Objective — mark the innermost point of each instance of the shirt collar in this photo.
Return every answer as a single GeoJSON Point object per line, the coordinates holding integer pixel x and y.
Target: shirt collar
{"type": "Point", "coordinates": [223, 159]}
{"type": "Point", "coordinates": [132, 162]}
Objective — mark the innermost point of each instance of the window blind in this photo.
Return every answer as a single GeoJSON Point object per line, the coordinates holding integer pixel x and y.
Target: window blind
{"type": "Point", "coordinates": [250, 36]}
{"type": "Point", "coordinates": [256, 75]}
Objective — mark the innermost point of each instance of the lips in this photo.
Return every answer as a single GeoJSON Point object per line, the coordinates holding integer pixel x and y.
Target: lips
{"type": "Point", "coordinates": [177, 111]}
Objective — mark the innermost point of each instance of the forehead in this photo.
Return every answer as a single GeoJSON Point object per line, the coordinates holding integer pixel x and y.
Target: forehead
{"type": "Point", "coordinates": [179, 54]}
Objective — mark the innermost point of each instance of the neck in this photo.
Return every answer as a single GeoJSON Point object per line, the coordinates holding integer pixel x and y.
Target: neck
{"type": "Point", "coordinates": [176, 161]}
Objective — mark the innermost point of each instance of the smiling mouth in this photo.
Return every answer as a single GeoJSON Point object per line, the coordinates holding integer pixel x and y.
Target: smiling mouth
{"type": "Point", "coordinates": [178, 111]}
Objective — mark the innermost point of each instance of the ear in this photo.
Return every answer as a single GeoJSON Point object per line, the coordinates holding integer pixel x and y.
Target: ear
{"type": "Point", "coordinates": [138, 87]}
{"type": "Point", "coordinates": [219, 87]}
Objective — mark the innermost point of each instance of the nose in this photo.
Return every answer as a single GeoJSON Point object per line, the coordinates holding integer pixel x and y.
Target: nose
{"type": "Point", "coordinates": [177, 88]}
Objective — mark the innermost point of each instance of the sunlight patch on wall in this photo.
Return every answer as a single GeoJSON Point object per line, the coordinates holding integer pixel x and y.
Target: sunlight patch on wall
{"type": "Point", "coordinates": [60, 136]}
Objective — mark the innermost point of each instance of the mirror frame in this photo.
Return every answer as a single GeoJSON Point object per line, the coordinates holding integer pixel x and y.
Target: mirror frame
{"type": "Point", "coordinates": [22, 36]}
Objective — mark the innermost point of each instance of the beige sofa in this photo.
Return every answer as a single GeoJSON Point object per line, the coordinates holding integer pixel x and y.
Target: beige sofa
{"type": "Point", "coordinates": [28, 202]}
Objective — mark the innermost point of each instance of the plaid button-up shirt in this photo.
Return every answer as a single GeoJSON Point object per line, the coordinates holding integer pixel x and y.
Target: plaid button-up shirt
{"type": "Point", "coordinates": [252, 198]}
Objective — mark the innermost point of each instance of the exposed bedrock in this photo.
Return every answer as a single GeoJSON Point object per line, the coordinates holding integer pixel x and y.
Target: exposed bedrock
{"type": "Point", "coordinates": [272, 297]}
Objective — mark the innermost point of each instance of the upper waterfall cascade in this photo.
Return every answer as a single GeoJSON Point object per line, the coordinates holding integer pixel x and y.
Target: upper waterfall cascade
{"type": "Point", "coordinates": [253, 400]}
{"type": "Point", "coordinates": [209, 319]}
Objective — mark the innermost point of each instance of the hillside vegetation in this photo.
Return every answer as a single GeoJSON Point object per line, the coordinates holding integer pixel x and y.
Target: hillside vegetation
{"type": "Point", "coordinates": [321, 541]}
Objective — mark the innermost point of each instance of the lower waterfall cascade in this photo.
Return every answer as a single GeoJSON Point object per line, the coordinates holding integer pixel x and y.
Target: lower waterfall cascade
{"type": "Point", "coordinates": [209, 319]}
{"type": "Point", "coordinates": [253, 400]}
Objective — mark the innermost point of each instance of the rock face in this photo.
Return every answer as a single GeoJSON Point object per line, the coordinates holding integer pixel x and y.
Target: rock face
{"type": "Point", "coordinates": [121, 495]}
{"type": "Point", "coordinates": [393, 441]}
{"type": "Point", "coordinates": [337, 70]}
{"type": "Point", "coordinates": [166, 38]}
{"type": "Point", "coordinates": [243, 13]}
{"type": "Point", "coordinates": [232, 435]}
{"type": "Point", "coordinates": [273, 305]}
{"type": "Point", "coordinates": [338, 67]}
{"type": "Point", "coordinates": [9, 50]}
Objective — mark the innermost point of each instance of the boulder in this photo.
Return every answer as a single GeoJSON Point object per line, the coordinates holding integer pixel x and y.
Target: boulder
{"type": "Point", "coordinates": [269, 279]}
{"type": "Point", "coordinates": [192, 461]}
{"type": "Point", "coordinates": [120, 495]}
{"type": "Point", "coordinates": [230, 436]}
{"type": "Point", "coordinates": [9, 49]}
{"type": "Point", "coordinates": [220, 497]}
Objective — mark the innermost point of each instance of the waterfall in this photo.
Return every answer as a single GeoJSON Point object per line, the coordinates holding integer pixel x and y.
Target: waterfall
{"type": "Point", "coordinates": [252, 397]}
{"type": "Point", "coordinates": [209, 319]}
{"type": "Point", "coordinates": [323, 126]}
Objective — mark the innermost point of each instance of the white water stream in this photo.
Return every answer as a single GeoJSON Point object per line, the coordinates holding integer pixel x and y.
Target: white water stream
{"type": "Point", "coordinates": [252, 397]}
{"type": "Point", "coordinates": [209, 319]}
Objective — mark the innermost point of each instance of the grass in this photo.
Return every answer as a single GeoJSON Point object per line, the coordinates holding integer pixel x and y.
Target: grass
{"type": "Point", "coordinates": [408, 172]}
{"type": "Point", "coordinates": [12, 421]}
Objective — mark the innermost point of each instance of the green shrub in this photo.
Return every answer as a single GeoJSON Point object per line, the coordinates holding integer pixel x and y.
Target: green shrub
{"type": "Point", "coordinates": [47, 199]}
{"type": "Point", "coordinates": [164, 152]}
####
Convert the records above into a two-column CSV with the header input,output, one row per record. Put each record's text and its answer in separate quoted fields, with every line break replaced by a space.

input,output
"Objective — mark the innermost point of each instance of the shirt collar in this photo. Return every answer as a single GeoJSON Point object per line, the coordinates holding integer pixel x and y. Target: shirt collar","{""type"": ""Point"", ""coordinates"": [223, 159]} {""type"": ""Point"", ""coordinates"": [132, 162]}"
"Objective — mark the innermost point of each instance of the window blind in this photo. Return every answer as a single GeoJSON Point object per line, the coordinates holding integer pixel x and y. Target: window blind","{""type"": ""Point"", ""coordinates"": [250, 36]} {""type"": ""Point"", ""coordinates"": [256, 75]}"
"Objective — mark the innermost point of each instance of the lips in this photo. Return every answer as a single GeoJSON Point object per line, the coordinates holding integer pixel x and y. Target: lips","{""type"": ""Point"", ""coordinates"": [177, 111]}"
"Objective — mark the innermost point of each instance of the forehead in this photo. Return every answer as a single GeoJSON Point object per line, the coordinates holding integer pixel x and y. Target: forehead","{""type"": ""Point"", ""coordinates"": [179, 54]}"
"Objective — mark the innermost point of each instance of the neck in this photo. Return every answer as a single GeoJSON Point object per line, the coordinates holding integer pixel x and y. Target: neck","{""type"": ""Point"", ""coordinates"": [176, 161]}"
"Objective — mark the innermost point of each instance of the smiling mouth in this photo. Return every answer as a single GeoJSON Point object per line, the coordinates holding integer pixel x and y. Target: smiling mouth","{""type"": ""Point"", ""coordinates"": [178, 111]}"
"Objective — mark the innermost point of each instance of the ear in this photo. Return every answer as a single GeoJSON Point object per line, the coordinates holding integer pixel x and y. Target: ear","{""type"": ""Point"", ""coordinates"": [138, 87]} {""type"": ""Point"", ""coordinates"": [219, 87]}"
"Objective — mark the innermost point of each instance of the nose in this photo. Return every answer as a single GeoJSON Point object per line, the coordinates holding integer pixel x and y. Target: nose","{""type"": ""Point"", ""coordinates"": [177, 88]}"
"Objective — mark the innermost point of each instance of the sunlight patch on wall in this photo. Return every answer as a single GeoJSON Point object per line, the coordinates holding integer pixel x and y. Target: sunlight patch on wall","{""type"": ""Point"", ""coordinates"": [60, 136]}"
"Objective — mark the innermost point of each instance of the mirror frame in this photo. Return every answer as a single GeoJSON Point object per line, the coordinates holding integer pixel x and y. Target: mirror frame","{""type"": ""Point"", ""coordinates"": [22, 36]}"
"Objective — mark the innermost point of each instance of the beige sofa in this photo. Return every answer as a single GeoJSON Point object per line, the coordinates holding integer pixel x and y. Target: beige sofa","{""type"": ""Point"", ""coordinates"": [28, 202]}"
"Objective — mark the innermost point of each instance of the plaid button-up shirt in this photo. Return every answer as a single GeoJSON Point object per line, the coordinates holding integer pixel x and y. Target: plaid button-up shirt","{""type"": ""Point"", ""coordinates"": [252, 198]}"
"Objective — mark the innermost point of each instance of the exposed bedrock in this photo. Return every answer as a single GeoJSON Point object per line, the coordinates holding integer pixel x and y. Target: exposed bedrock","{""type"": ""Point"", ""coordinates"": [272, 297]}"
"Objective — mark the innermost point of each instance of the upper waterfall cascade in this photo. Return every answer as a single GeoJSON Point object per line, the coordinates holding integer pixel x and y. Target: upper waterfall cascade","{""type"": ""Point"", ""coordinates"": [253, 400]} {""type"": ""Point"", ""coordinates"": [209, 319]}"
"Objective — mark the innermost point of each instance of the hillside vegetation in this photo. Return every answer as a single GeoJSON Point object per line, the coordinates holding integer pixel x and y. Target: hillside vegetation","{""type"": ""Point"", ""coordinates"": [321, 541]}"
"Objective — mark the innermost point of each instance of the lower waterfall cascade in this photo. Return every answer as a single GeoJSON Point object per line, the coordinates holding integer pixel x and y. Target: lower waterfall cascade","{""type"": ""Point"", ""coordinates"": [209, 319]} {""type"": ""Point"", ""coordinates"": [253, 400]}"
"Objective — mark the innermost point of each instance of the rock face in this photo. Return every answer as a single GeoJSON Point object per line, the coordinates holding integer pixel x and y. Target: rock face","{""type"": ""Point"", ""coordinates"": [121, 495]} {""type"": ""Point"", ""coordinates"": [393, 441]} {""type"": ""Point"", ""coordinates"": [337, 70]} {""type"": ""Point"", ""coordinates"": [166, 38]} {""type"": ""Point"", ""coordinates"": [243, 13]} {""type"": ""Point"", ""coordinates"": [232, 435]} {""type"": ""Point"", ""coordinates"": [273, 305]} {""type"": ""Point"", ""coordinates"": [338, 67]} {""type"": ""Point"", ""coordinates"": [9, 50]}"
"Objective — mark the innermost point of each instance of the boulder in this photo. Return every answer as a single GeoJSON Point object per line, the coordinates holding integer pixel x and y. Target: boulder","{""type"": ""Point"", ""coordinates"": [269, 279]} {""type"": ""Point"", ""coordinates"": [192, 461]} {""type"": ""Point"", ""coordinates"": [120, 495]} {""type"": ""Point"", ""coordinates"": [230, 436]} {""type"": ""Point"", ""coordinates"": [9, 49]} {""type"": ""Point"", ""coordinates"": [220, 497]}"
"Objective — mark the innermost point of each instance of the waterfall in this photo. Return every answer as a single GeoJSON Point object per line, the coordinates holding integer pixel x and y. Target: waterfall","{""type"": ""Point"", ""coordinates"": [252, 397]} {""type"": ""Point"", ""coordinates"": [209, 319]} {""type"": ""Point"", ""coordinates"": [323, 126]}"
"Objective — mark the innermost point of each instance of the white water stream in this photo. Return every answer as a single GeoJSON Point object per line, the coordinates holding integer pixel x and y. Target: white water stream","{""type"": ""Point"", ""coordinates"": [252, 397]} {""type"": ""Point"", ""coordinates"": [209, 319]}"
"Objective — mark the innermost point of each instance of the grass in this photo. Return every answer as a single GeoJSON Point object per line, the coordinates holding integer pixel x and y. Target: grass","{""type"": ""Point"", ""coordinates"": [408, 172]} {""type"": ""Point"", ""coordinates"": [12, 421]}"
"Objective — mark the innermost point of each instance of the green shrub in this photo. Return every answer as a single GeoJSON Point object per line, the coordinates holding integer pixel x and y. Target: green shrub","{""type"": ""Point"", ""coordinates"": [47, 199]} {""type"": ""Point"", ""coordinates"": [164, 152]}"